> _What to do_:
(1) Repeat a portion of the folk music passage word for word, starting with "The hurdy gurdy, or" and going on through "Hungary and Russia.".
(2) Go on with the folk music passage from the point where it ends.

— START Supplied text —

Brittany Uniquely Celtic in character, Breton folk music has had perhaps the most successful revival of its traditions, partially due to the result of Lorient, France's most popular music festival. The documented history of Breton music begins with the publication of Barzaz-Breizh in 1839. A collection of folk songs compiled by Hersart de la Villemarqué, Barzaz-Breizh helped keep Breton traditions alive. Couple de sonneurs, consisting of a bombarde and biniou, is usually played at festoù-noz celebrations (some are famous, like Printemps de Chateauneuf). It is swift dance music and has an older vocal counterpart called kan ha diskan. Unaccompanied call and response singing was interspersed with gwerz, a form of ballad. Probably the most popular form of Breton folk is the bagad pipe band, which features native instruments like biniou and bombarde alongside drums and, in more modern groups, biniou braz pipes. Modern revivalists include Kevrenn Alre Bagad and Bagad Kemper. Alan Stivell is perhaps the most influential folk-rock performer of continental Europe. After 1971's Renaissance of the Celtic Harp, Breton and other Celtic traditional music achieved mainstream success internationally. With Dan Ar Bras, he then released Chemins de Terre (1974), which launched Breton folk-rock. This set the stage for stars like Malicorne in the ensuing decades. Pure folk of modern Brettany include harpists like Anne-Marie Jan, Anne Auffret and Myrdhin, while singers Kristen Nikolas, Andrea Ar Gouilh and Yann-Fanch Kemener have become mainstream stars. Instrumental bands, however, have been the most successful, including Gwerz, Bleizi Ruz, Strobinell, Sonerien Du and Tud.

Bagpipe and hurdy gurdy

The hurdy gurdy, or vielle-á-roue, is a cross between a violin and a piano accordion. It is made up of a curved, oval body, a set of keys and a curved handle, which is turn and connected to a wheel which bows the strings that are stopped by the keys. There is a moveable bridge, a variable number of drones and hidden sympathetic strings, all of which can also effect the sound. Simpler forms of the hurdy gurdy are also found in Spain, Hungary and Russia.

— END Supplied text —
— START Entries —

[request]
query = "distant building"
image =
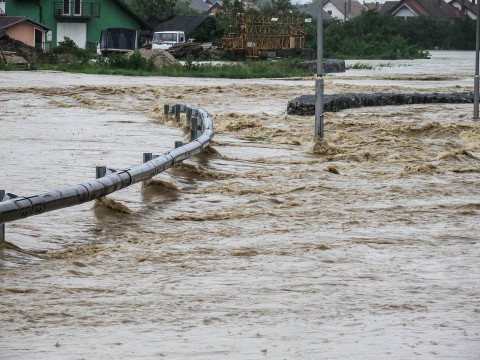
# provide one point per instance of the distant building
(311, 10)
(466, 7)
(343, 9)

— END Entries —
— START Entries —

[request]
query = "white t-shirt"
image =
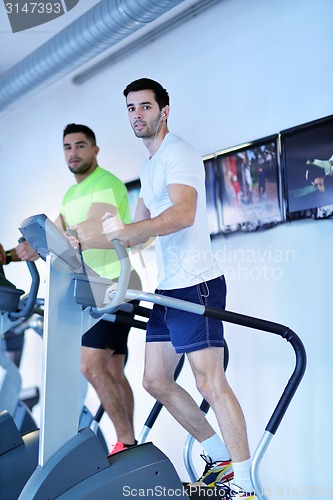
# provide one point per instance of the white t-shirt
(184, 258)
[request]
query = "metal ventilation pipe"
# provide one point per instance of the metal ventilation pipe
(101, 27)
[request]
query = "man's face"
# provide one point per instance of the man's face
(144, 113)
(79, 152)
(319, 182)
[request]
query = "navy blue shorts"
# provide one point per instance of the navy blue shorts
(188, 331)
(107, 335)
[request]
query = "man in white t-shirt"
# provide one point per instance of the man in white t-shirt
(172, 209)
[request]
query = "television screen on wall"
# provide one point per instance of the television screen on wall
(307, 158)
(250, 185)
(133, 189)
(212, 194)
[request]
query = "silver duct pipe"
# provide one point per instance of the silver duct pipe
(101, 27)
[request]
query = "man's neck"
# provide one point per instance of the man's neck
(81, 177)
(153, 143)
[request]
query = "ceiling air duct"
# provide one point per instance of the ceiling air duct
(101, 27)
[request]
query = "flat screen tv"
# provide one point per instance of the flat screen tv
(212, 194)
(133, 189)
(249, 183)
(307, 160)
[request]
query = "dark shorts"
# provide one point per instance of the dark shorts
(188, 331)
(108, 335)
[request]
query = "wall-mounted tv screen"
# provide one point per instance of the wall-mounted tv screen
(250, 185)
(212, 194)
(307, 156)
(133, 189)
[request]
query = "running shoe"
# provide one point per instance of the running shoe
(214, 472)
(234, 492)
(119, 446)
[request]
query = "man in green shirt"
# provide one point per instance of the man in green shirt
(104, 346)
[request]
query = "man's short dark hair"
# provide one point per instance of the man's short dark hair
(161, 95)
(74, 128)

— END Entries —
— START Entries —

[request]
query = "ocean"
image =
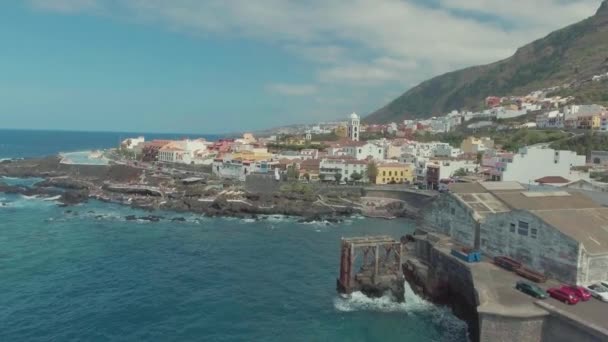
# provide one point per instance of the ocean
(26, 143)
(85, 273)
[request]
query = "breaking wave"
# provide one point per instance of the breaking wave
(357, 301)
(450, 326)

— END Entries —

> _In response_:
(1)
The hurdy gurdy, or vielle-á-roue, is a cross between a violin and a piano accordion. It is made up of a curved, oval body, a set of keys and a curved handle, which is turn and connected to a wheel which bows the strings that are stopped by the keys. There is a moveable bridge, a variable number of drones and hidden sympathetic strings, all of which can also effect the sound. Simpler forms of the hurdy gurdy are also found in Spain, Hungary and Russia.

(2)
The bagpipe is found in a wide array of forms in France, which has more diversity in bagpipes than any other country. The cabrette and grande cornemuse from Bourbonnais and Berry are the most well-known. These forms are found at least as far back as the 17th century. Prominent bagpipers include Bernard Blanc, Frédéric Paris and Philippe Prieur, as well as bandleader Jean Blanchard of La Grande Bande de Cornemuses and Quintette de Cornemuses. Frédéric Paris is also known as a member of the Duo Chabenat-Paris, a prominent duo who use elements like mixed polyphonic ensembles and melodies based on the bourrée. Bernard Blanc and Jean Blanchard, along with Eric Montbel from Lyons, were among the musicians who formed the basis of La Bamboche and Le Grand Rouge. It was these two bands who did more than anyone to revitalize the traditions of Central France during the 1970s folk revival. The festival of St. Chartier, a music festival held annually near Chateauroux, has been a focal point for the music of Auvergne and Limousin. The provinces of Morvan and Nivernais have produced some traditional stars, including Faubourg de Boignard and Les Ménétriers du Morvan, respectively. The Nivernais collector Achille Millien was also notable in the early part of the 20th century.


The hurdy gurdy became the basis for bal-musette music, which arrived in Paris by 1880 as a result of Auvergnat migration. The influence of Antoine Bouscatel led to bal-musette incorporating the Italian accordion, which soon came to dominate the music. This is the period that produced internationally known masters like Léon Chanal, Emile Vacher and Martin Cayla. Vacher's light style, rhythmic nature and distinctive tremolo defined the genre for many audiences in France and beyond.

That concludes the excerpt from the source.